### EXERCISE INSTRUCTIONS
Give every entry again, exactly as it stands.

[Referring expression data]

Segment Open

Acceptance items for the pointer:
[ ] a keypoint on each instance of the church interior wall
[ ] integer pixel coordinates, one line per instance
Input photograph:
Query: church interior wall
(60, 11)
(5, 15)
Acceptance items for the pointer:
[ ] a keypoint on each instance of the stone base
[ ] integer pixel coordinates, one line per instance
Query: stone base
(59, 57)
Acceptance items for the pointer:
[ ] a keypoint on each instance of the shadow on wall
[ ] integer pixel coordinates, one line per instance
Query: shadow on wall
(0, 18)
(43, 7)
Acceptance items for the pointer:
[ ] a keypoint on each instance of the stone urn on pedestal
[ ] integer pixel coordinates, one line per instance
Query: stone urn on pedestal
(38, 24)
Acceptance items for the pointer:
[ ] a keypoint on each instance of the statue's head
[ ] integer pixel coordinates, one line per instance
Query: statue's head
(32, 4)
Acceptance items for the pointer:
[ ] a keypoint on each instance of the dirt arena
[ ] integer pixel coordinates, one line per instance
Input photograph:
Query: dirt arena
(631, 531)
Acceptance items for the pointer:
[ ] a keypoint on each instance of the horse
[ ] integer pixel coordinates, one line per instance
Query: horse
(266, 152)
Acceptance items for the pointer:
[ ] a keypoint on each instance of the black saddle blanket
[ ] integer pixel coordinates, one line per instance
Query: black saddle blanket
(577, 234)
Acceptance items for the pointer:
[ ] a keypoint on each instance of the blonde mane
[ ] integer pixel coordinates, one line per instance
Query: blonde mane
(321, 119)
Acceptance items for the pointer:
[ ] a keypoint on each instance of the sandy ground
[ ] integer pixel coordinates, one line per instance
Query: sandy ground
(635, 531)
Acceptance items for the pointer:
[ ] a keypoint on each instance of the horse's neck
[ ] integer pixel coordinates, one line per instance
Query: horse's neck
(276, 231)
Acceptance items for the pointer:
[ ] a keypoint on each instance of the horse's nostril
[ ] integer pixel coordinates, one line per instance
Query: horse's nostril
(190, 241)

Segment Closed

### OUTPUT OF THE EXERCISE
Acceptance items for the pointer:
[ ] a keypoint on each instance of the church interior wall
[ ] integer pixel coordinates, one line per instance
Input photograph:
Query: church interior wall
(60, 11)
(5, 15)
Acceptance items for the pointer:
[ ] a keypoint on each instance of the stone base
[ ] integer pixel coordinates, one line per instance
Query: stone base
(59, 57)
Acceptance items for the pointer:
[ ] a keypoint on each instance of the shadow on wall
[ ] integer pixel coordinates, one line per instance
Query: shadow on wall
(0, 18)
(43, 7)
Acceptance items for the pointer:
[ ] a keypoint on each instance of the stone urn on pedestal
[ ] integer pixel coordinates, one line per instance
Query: stone urn on pedestal
(38, 24)
Acceptance items for the pointer:
[ ] a keypoint on each instance of the statue's head
[ ] integer pixel coordinates, one line per instance
Query: statue's head
(32, 4)
Acceptance items for the pointer:
[ ] a keypoint on each instance of the dirt arena
[ ] integer pixel coordinates, one line per instance
Input photograph:
Query: dirt arena
(631, 531)
Acceptance items for the pointer:
[ ] a keypoint on each instance of the horse
[ ] integer pixel coordinates, one line per instance
Query: horse
(266, 152)
Acceptance items for the pointer:
[ ] a keypoint on each instance of the black saddle blanket
[ ] integer pixel coordinates, one line per instance
Query: black saddle blanket
(577, 234)
Acceptance items for the pointer:
[ ] a keypoint on each instance of the blonde mane
[ ] integer pixel coordinates, one line per instance
Query: blonde mane
(321, 119)
Acceptance items for the pointer:
[ ] a keypoint on each instance of the sandy ground
[ ] integer pixel coordinates, one line per instance
Query: sandy ground
(635, 531)
Acceptance items for the pointer:
[ ] a keypoint on each instance of the horse's neck
[ ] integer pixel coordinates, one line per instance
Query: horse's neck
(276, 231)
Acceptance items for the pointer:
[ ] a keypoint on each instance of the horse's nostril
[ ] integer pixel coordinates, one line per instance
Query: horse's nostril
(190, 241)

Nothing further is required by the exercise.